Selected passage >>
___

Wednesday, January 2, 2019

Gratitude and Melancholy

Loving God, 
It's nearly ten o'clock in the evening on the second day of 2019, and I'm filled with a mixture of gratitude and melancholy. I'm grateful for all you've given me, so much of which is front and center during December each year. I have this amazing husband who I'm walking into 10 years of marriage with in just a few weeks. He's been so home for the last week and a half. I heard him really laugh. I watched him sleep, and wake slowly without an alarm. I watched this man's man delicately navigate difficult emotions with our daughters. I felt my heart swell (never believed that was a real thing until well after having children) when I peeked my head in as he read Harry Potter to Caroline late into the night well past bedtime. I saw a smile I thought he'd lost when he rolled on the floor with our new puppy. Thank you for Dan. Thank you for him being home. Thank you for the people who stayed on the job so he didn't have to. Thank you that he has a heart for me and the girls, and wants to dig in deep in this home. These girls, God. These challenging, brilliant, beautiful, wild girls. Thank you God that I get to be their mom, get to be the hostess of Christmas in this home. Thank you for their enormous hearts and dreams. Thank you for their health and safety. Thank you that we had these days at home together - full of Grinch pajamas and make believe, singing and begging for hot cocoa. I see so much of you in each of them, God. And our families - so many special moments with our parents, our siblings, our niece and nephew, our grandparents, aunt and uncle. I saw the 90 year olds dancing. I watched the baby find the elf and show her biggest happy face. I saw the 9 year old light up when Santa knew about the game he mentioned. I saw my grandpa in my dad's traditions. Saw my mom remember all the little special details that 'make it real' - nearly 40 years running. We threw birthday parties. We went on little adventures. We shared meals, drinks, gifts, tears and stories and we loved one another well. Thank you for all the tiny little minutes. Thank you for the hard parts.

___

Supplied material >>
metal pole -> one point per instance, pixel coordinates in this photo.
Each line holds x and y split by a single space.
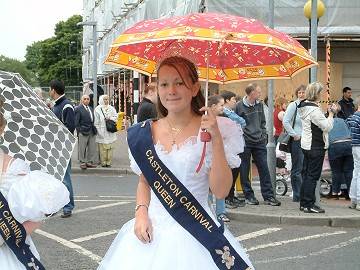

___

Answer these from the gratitude entry:
(a) What book did Dan read to Caroline late into the night?
(b) How many years of marriage is the writer approaching in a few weeks?
(c) What made the 9 year old light up?

(a) Harry Potter
(b) 10 years
(c) Santa knew about the game he mentioned.